### What is needed:
Could you write out every line of the listing below, unchanged?

### Material shown:

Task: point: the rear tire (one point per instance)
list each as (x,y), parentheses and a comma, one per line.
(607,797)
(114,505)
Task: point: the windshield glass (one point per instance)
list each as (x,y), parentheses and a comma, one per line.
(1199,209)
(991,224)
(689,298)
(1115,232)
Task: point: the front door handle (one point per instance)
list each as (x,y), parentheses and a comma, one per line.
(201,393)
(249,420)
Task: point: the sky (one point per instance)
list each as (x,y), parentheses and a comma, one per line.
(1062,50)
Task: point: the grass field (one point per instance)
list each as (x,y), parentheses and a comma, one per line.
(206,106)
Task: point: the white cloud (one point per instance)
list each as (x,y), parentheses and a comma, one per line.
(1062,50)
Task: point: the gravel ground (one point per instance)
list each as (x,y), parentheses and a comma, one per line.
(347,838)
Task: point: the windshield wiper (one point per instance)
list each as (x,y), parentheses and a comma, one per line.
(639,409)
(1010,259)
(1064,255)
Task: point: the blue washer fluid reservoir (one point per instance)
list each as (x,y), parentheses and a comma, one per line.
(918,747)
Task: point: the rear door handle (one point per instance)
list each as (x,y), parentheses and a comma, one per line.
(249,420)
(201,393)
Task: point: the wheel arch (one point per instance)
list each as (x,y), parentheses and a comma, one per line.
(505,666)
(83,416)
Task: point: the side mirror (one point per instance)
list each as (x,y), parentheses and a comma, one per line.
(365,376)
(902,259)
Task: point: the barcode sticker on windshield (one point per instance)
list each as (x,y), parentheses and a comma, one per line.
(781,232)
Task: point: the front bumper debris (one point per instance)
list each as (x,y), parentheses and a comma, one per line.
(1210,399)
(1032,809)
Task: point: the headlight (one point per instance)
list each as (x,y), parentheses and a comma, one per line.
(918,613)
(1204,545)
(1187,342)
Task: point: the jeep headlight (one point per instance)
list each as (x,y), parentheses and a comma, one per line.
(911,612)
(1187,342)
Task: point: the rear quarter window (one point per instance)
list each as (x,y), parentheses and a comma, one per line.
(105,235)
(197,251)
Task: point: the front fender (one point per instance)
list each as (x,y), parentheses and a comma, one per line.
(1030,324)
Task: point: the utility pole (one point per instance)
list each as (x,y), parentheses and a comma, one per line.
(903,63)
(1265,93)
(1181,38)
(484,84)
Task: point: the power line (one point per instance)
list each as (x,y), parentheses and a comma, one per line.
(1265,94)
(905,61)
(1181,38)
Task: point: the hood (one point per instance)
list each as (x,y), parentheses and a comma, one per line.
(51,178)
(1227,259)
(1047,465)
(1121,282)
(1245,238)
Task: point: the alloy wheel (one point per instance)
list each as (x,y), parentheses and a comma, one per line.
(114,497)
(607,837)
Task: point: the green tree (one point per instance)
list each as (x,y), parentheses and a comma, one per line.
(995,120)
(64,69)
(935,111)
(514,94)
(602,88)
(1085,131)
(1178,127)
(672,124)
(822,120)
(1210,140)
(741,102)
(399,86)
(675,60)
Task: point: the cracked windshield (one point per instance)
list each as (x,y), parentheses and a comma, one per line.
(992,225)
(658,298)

### Solution for this task:
Task: point: the rear tire (one point per instance)
list each as (x,y), parentheses and a comma, one per line.
(607,797)
(114,505)
Task: point: the windshield glass (one point per instance)
list each as (x,y), parentheses and a comma, one per line.
(1199,209)
(991,224)
(689,298)
(1115,232)
Task: point: the front door handle (one point per instance)
list each as (x,y), parentheses and a comma, one per line.
(201,393)
(249,420)
Task: point: the sky (one point per instance)
list each as (x,y), parentheses and a comma, one per line.
(1062,50)
Task: point: the grass field (one point per instance)
list each as (x,y), parentheses and a comma, one per line.
(206,106)
Task: point: the white cloud (one point per instance)
list each as (x,y), parentheses and a comma, one per line.
(1062,50)
Task: point: the gravel ground (one point per instance)
list each as (x,y), parentheses and a comma, one per line.
(347,838)
Task: point: the windshield wiper (one point per instance)
list each as (x,y), parentheses and a comma, one per line.
(639,409)
(1010,259)
(1064,255)
Task: point: the blue washer fluid reservoir (one point per instance)
list each as (x,y), parentheses and a comma, one per line.
(918,747)
Task: point: the rear door handle (one point per instance)
list each as (x,y), parentheses and a comma, one per line.
(249,420)
(201,393)
Task: point: the wheel arch (one point per instance)
list each as (x,y), parentheses and a comma, one per line.
(505,666)
(83,416)
Task: point: the side mirror (one point per instance)
list each as (x,y), parentheses and a comma, one per line.
(365,376)
(902,259)
Task: point: the barcode sticker on windshield (one point per instance)
list each as (x,y), parentheses and a comma, one per line.
(781,232)
Task: point: the front bumper debris (one point per instance)
list each as (x,y), parentheses and a comma, one per line.
(1210,399)
(1032,809)
Task: point: the headlight (one point per instance)
list each as (x,y), parentheses and a comma, one per line.
(918,613)
(1204,545)
(1187,342)
Task: point: the jeep headlight (one point per instance)
list each as (x,y), parentheses and a comma, one per line.
(911,612)
(1187,342)
Task: point: the rear quarter window (one point per instance)
list each as (x,y), parentheses and a comma, one per line.
(105,235)
(197,251)
Task: point: the front fender (one point per instance)
list each as (x,y), parentheses and a comma, one per line.
(1030,324)
Task: point: the utility pole (one point per instance)
list each as (x,y), parentheses and a comma, one per line.
(903,63)
(1265,93)
(1181,38)
(484,84)
Task: point: the power line (one point per instance)
list each as (x,y), parentheses and a comma, one per line.
(1265,94)
(905,61)
(1181,38)
Task: point: the hood (one point per instance)
list each as (x,y), parentheses and a comma, one per line.
(51,178)
(1227,259)
(1047,465)
(1121,282)
(1245,238)
Task: point: the alloy wheel (one point per instance)
list each as (x,y), parentheses and a comma, one per line.
(114,497)
(607,837)
Task: point: the green tree (one point per instance)
list each as (x,y), parentheses and a comma, one per line.
(995,120)
(64,69)
(935,111)
(514,94)
(602,88)
(1085,131)
(1178,127)
(672,124)
(822,120)
(1210,140)
(741,102)
(399,86)
(675,60)
Task: point: the cracked windshield (one point per instance)
list each as (x,y), parentheses and a comma, one per line.
(992,225)
(658,298)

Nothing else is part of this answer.